> **WHAT YOU ARE ASKED TO DO**
Within the records below is a range that opens at the line with "Where can the dried" and closes at the line with "Where can the ridged". Return that range word for word, both ends included, and only that range.

> **DATA**
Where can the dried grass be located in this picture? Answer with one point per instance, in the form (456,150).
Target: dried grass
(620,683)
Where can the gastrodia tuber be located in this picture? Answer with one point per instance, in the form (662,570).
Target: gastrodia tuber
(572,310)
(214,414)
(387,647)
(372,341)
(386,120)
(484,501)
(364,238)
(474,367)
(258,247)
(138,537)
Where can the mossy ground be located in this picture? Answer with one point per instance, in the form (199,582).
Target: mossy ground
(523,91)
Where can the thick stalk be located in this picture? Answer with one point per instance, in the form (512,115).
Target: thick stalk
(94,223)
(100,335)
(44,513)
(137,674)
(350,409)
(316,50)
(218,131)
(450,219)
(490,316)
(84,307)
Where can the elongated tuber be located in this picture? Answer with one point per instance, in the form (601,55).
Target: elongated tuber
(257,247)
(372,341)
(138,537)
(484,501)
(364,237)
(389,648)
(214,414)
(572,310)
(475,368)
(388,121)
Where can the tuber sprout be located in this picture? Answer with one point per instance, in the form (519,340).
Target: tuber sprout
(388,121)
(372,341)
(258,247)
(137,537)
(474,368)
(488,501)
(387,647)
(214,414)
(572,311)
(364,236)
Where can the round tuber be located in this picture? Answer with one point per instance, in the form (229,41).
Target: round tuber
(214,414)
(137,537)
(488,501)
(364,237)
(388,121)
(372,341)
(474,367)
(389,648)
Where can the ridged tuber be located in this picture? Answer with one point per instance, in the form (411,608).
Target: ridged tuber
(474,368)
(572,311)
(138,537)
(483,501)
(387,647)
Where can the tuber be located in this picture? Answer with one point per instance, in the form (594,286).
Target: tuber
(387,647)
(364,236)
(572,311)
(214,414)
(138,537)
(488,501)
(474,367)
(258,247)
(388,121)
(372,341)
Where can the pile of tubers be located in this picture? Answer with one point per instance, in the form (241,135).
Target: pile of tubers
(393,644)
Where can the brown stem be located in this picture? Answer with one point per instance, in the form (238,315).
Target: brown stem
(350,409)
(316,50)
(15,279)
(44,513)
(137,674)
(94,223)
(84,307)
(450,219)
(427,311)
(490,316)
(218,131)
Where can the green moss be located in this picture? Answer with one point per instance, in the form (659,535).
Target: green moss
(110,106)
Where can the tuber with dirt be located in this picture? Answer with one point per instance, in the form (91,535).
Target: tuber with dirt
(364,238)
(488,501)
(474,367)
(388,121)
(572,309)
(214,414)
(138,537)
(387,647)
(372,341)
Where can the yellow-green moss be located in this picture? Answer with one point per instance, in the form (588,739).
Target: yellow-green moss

* * *

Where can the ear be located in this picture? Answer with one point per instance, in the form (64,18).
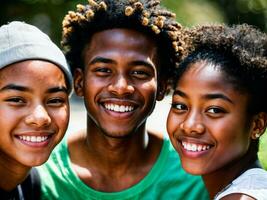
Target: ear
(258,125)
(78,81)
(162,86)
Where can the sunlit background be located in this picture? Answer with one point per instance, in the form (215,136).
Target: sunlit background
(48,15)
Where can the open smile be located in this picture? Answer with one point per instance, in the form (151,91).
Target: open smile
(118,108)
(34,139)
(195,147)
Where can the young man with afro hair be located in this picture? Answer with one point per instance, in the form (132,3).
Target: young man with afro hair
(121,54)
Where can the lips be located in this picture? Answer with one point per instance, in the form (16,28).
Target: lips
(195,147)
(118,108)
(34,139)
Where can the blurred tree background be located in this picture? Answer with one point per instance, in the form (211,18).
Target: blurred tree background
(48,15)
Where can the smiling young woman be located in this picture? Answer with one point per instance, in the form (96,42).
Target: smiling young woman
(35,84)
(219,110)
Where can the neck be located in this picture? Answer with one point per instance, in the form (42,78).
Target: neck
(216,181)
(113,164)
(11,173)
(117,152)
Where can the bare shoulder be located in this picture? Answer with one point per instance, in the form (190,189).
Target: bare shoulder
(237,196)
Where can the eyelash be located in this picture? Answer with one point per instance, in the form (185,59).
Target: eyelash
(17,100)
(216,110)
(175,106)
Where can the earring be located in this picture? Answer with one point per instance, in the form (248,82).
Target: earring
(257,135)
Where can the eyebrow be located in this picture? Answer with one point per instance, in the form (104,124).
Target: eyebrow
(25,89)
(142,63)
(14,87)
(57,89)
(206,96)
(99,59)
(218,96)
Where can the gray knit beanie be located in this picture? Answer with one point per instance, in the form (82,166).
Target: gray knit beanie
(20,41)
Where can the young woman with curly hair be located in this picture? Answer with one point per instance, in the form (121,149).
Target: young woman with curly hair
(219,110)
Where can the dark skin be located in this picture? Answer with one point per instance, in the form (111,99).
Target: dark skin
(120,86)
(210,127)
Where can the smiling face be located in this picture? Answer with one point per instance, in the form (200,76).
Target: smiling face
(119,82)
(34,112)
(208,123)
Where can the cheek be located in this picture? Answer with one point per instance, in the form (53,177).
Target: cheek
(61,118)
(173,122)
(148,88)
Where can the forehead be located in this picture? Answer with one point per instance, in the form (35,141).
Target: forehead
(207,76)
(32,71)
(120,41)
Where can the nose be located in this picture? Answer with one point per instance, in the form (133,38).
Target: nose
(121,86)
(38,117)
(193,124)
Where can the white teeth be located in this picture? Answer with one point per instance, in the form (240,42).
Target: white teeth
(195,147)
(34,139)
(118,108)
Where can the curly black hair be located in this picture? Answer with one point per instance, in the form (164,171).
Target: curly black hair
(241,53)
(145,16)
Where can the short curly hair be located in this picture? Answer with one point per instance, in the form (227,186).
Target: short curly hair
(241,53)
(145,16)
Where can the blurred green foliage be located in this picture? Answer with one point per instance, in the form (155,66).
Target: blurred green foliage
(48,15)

> **SOLUTION TO THIS PROBLEM**
Where can the dried grass be located in this picture? Answer with one point per instance, in the form (456,150).
Target: dried grass
(620,683)
Where can the gastrodia tuber be located in this picture? Answer with one point per instance, in the form (662,570).
Target: gastrodia tuber
(572,310)
(214,414)
(387,647)
(372,341)
(386,120)
(484,501)
(364,238)
(474,367)
(258,247)
(138,537)
Where can the mossy ground be located in this picture? Answer with one point per instance, in the form (199,582).
Target: mossy ground
(523,91)
Where can the thick stalk be located in this picture? Answer with one point per instance, in the form (512,115).
Target: thick stalk
(94,223)
(100,335)
(44,513)
(137,674)
(350,409)
(316,50)
(218,131)
(450,219)
(490,316)
(84,307)
Where can the elongated tuber be located in this picture? Answer with one point per instance, in the form (601,55).
Target: elongated tuber
(257,247)
(372,341)
(138,537)
(484,501)
(364,237)
(389,648)
(214,414)
(572,310)
(475,368)
(388,121)
Where can the tuber sprout be located in this picture? Answer with one point per instance, in the form (519,340).
Target: tuber sprout
(388,121)
(372,341)
(258,247)
(137,537)
(474,368)
(488,501)
(387,647)
(214,414)
(572,311)
(364,236)
Where can the round tuber be located in this picture? Answer with one point per instance, in the form (229,41).
Target: round tuber
(214,414)
(137,537)
(488,501)
(364,237)
(388,121)
(372,341)
(474,367)
(389,648)
Where can the ridged tuber be located in this picture? Answer with one point per instance, in the form (411,608).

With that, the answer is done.